— Start of SOURCE RECORDS —
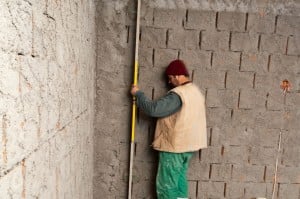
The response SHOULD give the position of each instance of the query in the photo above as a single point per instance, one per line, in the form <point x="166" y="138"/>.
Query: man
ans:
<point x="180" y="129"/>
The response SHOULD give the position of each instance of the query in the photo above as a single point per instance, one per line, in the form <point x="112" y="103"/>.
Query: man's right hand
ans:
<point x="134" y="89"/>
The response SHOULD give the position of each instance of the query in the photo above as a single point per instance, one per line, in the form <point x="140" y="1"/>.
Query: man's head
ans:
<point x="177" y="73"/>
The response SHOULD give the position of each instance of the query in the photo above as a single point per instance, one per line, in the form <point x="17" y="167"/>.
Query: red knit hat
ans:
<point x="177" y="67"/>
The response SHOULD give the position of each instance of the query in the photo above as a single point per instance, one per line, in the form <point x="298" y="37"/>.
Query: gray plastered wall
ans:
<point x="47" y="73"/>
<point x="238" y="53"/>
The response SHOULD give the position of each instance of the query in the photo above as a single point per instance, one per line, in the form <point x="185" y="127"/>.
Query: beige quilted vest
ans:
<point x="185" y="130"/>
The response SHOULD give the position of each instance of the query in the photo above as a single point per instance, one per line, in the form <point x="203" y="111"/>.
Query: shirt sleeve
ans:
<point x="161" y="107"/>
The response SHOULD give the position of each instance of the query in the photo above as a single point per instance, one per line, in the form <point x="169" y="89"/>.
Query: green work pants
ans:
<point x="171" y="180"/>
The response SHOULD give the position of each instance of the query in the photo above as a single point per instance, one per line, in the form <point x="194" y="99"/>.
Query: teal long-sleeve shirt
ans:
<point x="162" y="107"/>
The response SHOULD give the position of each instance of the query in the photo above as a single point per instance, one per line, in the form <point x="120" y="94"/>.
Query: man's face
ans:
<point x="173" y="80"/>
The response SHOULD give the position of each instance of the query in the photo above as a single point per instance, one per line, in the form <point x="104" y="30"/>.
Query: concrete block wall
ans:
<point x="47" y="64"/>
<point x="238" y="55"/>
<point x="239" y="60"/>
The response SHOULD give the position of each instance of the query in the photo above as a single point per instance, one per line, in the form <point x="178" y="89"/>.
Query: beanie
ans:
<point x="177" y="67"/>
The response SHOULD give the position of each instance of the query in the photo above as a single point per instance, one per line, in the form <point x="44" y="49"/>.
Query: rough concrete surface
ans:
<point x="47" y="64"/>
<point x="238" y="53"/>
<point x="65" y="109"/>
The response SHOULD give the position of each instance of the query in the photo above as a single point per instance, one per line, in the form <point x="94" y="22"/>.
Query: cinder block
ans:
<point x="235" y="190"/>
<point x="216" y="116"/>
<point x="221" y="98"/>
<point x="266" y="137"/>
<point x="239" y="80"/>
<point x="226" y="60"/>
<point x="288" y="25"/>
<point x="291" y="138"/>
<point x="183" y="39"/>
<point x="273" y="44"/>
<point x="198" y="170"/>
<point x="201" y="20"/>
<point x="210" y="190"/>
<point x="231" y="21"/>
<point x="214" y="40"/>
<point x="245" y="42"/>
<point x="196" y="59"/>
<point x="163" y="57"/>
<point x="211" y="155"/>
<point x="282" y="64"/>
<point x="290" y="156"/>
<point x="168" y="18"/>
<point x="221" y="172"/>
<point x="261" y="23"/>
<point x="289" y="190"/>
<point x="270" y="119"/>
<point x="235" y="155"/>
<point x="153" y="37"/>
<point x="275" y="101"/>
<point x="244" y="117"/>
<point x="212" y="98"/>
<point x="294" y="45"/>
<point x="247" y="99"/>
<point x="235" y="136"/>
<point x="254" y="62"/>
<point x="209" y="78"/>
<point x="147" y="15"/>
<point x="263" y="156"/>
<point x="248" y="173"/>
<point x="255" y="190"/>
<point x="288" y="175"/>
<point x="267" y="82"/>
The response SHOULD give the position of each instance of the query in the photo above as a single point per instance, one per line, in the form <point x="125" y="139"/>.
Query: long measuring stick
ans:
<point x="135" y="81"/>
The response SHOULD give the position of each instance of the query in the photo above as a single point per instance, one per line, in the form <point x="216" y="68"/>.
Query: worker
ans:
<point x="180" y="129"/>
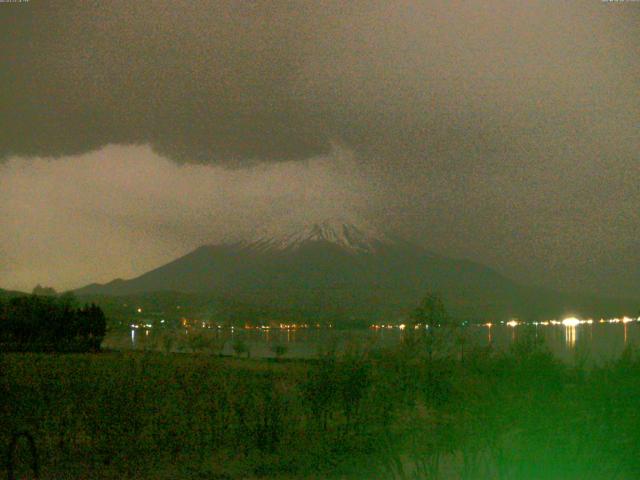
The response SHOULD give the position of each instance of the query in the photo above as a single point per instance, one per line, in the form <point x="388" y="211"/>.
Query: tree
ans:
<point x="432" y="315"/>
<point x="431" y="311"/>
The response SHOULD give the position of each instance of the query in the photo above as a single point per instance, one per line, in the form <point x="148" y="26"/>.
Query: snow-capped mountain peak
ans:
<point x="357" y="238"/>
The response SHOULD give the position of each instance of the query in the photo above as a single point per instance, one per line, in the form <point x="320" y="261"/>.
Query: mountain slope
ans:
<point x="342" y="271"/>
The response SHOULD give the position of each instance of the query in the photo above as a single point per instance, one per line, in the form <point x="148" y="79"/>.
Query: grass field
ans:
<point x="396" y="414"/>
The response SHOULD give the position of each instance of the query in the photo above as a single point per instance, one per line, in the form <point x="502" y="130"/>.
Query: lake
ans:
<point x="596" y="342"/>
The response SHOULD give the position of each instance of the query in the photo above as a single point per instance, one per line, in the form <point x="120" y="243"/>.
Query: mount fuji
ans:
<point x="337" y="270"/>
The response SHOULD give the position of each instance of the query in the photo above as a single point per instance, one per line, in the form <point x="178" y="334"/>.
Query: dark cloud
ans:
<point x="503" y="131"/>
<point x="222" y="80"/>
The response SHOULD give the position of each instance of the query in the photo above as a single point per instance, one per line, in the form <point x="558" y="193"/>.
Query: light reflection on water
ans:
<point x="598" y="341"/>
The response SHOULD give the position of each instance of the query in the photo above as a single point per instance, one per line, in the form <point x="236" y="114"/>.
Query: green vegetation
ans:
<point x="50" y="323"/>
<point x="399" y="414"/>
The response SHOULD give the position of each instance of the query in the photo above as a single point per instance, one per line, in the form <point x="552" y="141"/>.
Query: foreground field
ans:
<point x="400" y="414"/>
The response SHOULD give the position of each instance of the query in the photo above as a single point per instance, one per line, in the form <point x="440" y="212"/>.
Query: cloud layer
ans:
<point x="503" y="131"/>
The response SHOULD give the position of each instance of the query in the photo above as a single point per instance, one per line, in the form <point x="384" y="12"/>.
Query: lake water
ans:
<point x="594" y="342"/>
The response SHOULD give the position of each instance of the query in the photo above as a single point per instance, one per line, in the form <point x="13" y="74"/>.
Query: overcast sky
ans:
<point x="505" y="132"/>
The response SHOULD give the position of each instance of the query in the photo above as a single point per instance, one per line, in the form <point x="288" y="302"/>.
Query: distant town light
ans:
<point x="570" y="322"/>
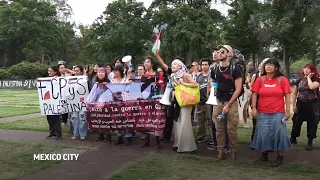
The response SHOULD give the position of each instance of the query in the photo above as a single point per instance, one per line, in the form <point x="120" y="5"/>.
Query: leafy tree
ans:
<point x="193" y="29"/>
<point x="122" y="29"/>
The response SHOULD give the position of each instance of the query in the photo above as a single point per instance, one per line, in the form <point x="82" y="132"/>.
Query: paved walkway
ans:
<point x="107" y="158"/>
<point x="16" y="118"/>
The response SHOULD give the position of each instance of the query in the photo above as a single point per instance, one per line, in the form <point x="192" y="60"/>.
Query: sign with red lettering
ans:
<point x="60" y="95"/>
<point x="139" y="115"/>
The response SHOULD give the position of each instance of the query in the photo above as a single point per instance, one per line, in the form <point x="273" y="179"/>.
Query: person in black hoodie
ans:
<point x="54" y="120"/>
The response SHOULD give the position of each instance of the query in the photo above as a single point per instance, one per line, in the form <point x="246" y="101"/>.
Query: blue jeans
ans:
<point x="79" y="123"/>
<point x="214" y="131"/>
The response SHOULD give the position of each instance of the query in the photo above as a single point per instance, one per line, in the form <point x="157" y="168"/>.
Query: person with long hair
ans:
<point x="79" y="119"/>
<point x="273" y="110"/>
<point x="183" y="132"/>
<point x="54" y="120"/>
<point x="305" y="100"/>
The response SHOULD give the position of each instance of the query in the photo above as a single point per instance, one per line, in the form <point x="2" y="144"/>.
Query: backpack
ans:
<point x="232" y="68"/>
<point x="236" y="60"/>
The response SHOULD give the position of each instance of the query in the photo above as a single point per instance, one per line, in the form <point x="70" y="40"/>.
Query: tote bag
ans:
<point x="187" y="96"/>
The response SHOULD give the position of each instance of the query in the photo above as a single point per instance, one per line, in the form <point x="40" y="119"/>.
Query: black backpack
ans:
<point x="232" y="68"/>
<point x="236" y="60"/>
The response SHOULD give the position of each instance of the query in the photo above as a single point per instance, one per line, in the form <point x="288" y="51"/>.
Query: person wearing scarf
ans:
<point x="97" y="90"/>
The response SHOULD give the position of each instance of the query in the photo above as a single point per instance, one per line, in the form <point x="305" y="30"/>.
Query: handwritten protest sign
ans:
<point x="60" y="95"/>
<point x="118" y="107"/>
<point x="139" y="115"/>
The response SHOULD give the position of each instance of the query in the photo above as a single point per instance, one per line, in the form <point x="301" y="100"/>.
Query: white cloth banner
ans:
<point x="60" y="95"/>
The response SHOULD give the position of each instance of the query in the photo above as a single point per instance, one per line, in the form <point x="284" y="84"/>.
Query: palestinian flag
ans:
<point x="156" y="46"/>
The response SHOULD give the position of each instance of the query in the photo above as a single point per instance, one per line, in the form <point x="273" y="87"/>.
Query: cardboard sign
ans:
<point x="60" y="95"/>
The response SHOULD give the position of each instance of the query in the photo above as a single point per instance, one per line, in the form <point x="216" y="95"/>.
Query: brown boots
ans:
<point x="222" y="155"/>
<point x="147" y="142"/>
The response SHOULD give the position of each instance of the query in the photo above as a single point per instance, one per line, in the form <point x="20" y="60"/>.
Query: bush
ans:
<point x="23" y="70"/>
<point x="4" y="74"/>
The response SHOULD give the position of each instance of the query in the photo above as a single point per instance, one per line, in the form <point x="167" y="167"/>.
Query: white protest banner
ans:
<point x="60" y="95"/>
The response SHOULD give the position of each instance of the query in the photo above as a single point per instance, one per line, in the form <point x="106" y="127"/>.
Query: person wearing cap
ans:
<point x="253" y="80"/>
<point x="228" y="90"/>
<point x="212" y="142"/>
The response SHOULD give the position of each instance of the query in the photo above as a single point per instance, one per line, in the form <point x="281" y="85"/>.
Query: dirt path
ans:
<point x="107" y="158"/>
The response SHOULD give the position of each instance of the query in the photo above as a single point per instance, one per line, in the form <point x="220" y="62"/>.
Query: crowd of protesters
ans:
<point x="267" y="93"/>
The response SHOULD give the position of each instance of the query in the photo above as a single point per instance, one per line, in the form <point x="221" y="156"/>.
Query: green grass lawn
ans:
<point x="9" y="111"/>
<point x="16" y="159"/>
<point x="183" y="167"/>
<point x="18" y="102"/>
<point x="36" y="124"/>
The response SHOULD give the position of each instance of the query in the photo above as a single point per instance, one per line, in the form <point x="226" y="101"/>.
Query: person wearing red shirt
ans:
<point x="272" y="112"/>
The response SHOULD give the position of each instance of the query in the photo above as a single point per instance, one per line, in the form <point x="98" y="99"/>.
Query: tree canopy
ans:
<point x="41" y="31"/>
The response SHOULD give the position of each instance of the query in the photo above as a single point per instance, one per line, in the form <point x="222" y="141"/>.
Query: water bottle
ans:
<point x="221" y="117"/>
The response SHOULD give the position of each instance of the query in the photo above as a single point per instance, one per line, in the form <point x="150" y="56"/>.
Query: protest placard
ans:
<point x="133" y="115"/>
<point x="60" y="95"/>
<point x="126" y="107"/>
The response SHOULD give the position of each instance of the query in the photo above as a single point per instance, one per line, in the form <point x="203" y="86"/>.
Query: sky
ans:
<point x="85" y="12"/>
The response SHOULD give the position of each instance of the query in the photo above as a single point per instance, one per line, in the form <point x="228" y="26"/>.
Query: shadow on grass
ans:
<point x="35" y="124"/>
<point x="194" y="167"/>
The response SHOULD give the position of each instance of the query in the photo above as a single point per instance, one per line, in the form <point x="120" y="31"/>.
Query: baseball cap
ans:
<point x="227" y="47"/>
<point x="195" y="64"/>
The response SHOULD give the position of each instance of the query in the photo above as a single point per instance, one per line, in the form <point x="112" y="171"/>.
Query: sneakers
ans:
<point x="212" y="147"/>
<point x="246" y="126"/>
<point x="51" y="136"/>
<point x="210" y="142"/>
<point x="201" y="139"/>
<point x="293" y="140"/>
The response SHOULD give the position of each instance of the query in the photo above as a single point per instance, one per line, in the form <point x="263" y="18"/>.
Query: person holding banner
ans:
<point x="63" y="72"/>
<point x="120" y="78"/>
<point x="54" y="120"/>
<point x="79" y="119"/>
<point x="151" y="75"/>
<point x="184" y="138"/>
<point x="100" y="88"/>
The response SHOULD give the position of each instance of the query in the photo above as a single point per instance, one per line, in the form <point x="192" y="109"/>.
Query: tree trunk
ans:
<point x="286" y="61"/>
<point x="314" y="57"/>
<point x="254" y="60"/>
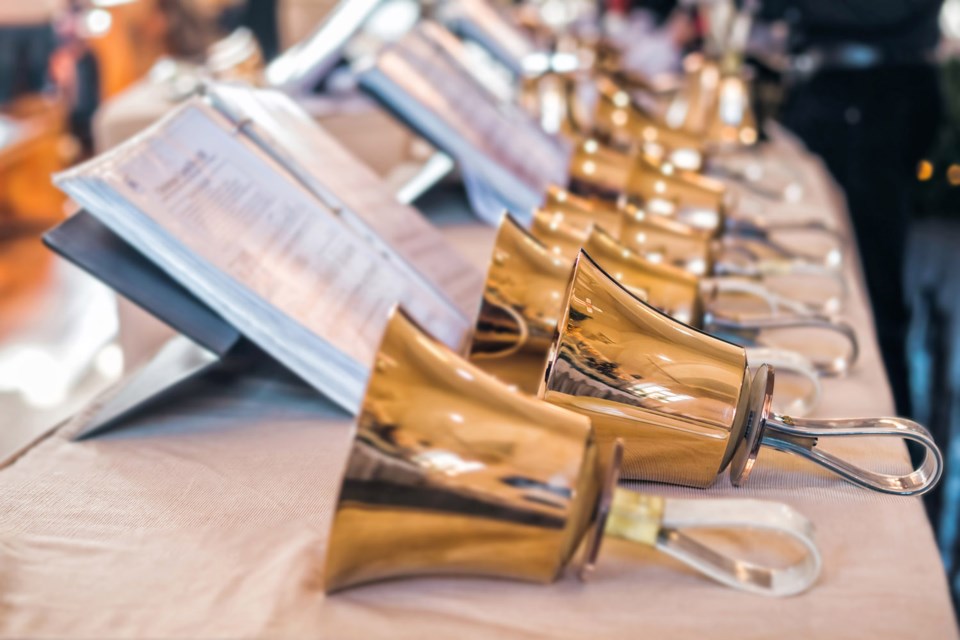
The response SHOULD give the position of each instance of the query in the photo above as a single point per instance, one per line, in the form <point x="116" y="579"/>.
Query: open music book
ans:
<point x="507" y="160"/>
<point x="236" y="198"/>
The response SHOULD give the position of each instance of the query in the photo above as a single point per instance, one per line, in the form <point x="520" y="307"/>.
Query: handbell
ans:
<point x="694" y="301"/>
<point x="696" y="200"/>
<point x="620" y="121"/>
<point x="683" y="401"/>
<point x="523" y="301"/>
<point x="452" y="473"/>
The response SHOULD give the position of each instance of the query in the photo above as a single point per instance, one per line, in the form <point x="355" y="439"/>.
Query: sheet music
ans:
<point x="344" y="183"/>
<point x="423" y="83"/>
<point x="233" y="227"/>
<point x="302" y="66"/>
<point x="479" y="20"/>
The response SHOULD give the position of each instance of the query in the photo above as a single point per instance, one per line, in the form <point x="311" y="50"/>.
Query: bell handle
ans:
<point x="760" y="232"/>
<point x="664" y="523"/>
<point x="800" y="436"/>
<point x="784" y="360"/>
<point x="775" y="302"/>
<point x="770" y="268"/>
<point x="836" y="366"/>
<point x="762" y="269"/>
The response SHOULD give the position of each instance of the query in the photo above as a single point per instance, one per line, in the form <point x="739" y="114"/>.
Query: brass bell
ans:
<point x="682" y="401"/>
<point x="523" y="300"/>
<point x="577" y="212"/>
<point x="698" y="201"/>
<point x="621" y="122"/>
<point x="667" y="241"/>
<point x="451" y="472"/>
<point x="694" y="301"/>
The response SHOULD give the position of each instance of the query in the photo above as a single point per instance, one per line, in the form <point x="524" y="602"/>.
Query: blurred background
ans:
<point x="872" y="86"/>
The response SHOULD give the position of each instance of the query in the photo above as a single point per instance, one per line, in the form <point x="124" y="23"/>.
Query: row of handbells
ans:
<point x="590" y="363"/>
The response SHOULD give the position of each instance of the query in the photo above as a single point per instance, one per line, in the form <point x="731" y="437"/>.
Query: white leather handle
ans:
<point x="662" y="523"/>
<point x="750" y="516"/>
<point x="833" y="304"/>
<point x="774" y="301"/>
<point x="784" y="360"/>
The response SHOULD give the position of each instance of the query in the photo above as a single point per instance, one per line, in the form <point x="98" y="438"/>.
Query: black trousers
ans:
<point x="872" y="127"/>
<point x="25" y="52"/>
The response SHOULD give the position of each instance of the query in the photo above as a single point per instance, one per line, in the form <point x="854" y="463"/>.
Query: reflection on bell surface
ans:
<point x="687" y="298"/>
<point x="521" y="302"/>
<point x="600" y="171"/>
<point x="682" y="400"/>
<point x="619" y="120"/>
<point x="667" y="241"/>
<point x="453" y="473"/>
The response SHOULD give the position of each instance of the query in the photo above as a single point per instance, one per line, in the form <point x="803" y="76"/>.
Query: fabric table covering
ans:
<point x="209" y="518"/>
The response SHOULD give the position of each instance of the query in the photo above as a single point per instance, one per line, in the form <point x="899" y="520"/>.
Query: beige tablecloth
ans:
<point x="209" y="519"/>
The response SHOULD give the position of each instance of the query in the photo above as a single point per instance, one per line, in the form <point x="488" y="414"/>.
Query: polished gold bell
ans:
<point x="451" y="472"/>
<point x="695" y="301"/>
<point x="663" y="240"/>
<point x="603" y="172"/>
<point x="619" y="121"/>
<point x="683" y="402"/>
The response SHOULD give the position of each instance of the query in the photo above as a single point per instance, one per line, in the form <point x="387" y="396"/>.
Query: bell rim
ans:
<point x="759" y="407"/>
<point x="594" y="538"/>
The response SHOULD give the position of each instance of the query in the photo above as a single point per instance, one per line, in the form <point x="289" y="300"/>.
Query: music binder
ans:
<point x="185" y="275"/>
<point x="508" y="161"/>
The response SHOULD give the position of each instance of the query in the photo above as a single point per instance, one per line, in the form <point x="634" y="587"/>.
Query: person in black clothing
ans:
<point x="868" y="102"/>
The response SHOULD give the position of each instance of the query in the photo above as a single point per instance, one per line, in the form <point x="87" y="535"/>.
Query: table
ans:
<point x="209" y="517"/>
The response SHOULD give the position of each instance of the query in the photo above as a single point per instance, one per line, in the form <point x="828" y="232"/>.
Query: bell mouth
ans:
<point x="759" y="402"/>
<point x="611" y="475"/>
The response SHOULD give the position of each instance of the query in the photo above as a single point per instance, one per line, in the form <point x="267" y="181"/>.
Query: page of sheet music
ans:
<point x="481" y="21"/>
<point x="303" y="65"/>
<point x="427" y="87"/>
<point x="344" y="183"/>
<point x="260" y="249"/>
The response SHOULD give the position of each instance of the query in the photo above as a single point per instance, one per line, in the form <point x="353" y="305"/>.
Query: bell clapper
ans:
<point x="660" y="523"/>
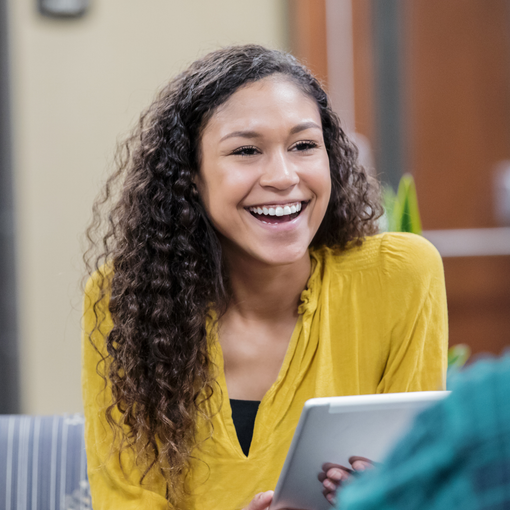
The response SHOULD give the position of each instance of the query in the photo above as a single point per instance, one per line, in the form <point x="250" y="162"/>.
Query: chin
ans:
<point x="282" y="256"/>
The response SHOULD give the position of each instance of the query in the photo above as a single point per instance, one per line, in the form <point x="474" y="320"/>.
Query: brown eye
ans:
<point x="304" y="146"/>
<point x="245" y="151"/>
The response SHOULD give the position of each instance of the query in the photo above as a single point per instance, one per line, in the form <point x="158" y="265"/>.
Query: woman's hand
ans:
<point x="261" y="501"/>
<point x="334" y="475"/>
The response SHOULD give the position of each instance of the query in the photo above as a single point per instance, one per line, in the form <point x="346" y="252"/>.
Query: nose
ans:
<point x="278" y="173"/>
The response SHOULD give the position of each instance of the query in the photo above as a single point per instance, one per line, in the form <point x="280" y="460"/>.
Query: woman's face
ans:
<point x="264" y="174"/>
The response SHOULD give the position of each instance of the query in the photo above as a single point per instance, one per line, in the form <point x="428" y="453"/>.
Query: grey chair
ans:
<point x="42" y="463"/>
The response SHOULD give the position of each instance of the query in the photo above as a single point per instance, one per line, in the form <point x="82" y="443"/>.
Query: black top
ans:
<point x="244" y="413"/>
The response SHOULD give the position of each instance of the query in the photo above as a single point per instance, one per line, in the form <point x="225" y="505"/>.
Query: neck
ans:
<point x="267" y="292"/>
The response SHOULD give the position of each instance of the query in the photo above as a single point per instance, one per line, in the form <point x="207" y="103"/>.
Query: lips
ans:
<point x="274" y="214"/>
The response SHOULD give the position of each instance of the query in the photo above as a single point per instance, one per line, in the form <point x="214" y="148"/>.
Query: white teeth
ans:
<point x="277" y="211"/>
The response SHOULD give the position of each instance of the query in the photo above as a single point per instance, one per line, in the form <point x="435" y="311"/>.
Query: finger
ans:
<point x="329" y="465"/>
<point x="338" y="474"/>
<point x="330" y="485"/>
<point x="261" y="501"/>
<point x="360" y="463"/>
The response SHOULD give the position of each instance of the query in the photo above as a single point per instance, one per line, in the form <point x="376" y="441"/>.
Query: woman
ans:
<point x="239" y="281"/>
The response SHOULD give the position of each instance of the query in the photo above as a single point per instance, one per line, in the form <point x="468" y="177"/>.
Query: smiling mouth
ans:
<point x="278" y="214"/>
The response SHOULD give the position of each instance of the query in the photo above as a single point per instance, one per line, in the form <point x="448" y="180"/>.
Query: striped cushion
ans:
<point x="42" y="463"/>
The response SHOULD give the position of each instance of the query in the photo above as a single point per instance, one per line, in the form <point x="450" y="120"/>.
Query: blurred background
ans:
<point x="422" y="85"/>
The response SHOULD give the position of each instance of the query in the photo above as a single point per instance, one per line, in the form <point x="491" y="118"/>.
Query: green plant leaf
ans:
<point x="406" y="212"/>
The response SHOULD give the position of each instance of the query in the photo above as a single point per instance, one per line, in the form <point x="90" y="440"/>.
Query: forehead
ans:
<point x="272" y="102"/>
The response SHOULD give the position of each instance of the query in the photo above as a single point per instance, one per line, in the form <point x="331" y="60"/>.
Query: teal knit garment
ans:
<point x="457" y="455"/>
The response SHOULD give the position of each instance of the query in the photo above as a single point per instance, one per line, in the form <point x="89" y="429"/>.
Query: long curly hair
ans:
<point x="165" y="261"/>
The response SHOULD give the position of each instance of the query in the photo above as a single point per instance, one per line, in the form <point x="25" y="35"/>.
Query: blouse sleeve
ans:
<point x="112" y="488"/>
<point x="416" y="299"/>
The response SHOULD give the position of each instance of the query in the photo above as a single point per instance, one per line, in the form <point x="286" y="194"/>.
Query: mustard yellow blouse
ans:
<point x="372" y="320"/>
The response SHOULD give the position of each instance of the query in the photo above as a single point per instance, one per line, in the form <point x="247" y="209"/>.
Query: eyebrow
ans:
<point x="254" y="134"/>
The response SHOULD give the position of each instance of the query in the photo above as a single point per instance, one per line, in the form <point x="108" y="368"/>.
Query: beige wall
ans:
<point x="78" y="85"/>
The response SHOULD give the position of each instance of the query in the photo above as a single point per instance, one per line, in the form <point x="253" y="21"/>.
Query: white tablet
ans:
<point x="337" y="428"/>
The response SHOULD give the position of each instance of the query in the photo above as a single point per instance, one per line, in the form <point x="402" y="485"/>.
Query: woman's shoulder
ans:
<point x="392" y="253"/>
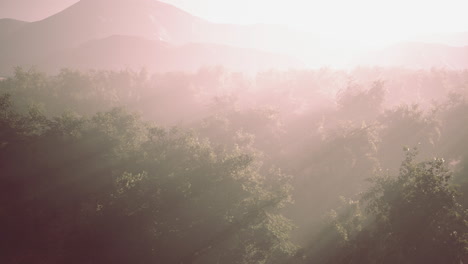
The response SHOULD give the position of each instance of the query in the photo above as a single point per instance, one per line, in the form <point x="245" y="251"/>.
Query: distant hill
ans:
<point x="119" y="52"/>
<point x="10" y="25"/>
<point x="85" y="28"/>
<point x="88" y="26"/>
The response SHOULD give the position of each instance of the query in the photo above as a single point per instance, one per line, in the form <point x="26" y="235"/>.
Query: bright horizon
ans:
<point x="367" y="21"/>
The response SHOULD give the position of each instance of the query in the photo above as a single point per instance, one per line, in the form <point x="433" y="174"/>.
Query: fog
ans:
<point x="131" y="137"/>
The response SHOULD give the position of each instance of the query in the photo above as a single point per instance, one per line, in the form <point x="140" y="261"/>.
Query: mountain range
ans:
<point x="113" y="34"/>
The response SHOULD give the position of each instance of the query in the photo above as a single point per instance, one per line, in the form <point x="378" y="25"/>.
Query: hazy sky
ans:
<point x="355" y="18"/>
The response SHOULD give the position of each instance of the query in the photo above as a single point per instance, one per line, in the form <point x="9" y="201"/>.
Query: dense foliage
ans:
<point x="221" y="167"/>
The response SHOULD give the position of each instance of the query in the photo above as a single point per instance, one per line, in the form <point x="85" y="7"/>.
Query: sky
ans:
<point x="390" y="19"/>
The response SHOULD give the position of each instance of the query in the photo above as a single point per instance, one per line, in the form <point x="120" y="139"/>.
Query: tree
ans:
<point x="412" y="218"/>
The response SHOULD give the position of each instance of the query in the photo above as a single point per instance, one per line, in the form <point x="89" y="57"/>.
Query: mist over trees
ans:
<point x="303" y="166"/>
— End of SOURCE RECORDS —
* _TASK TO COMPLETE_:
Locate every line in the material above that contains the string "banner" and copy each such line in full. Matching is case-sensitive.

* _ANSWER BELOW_:
Query: white cloth banner
Query: white protest banner
Query: person holding banner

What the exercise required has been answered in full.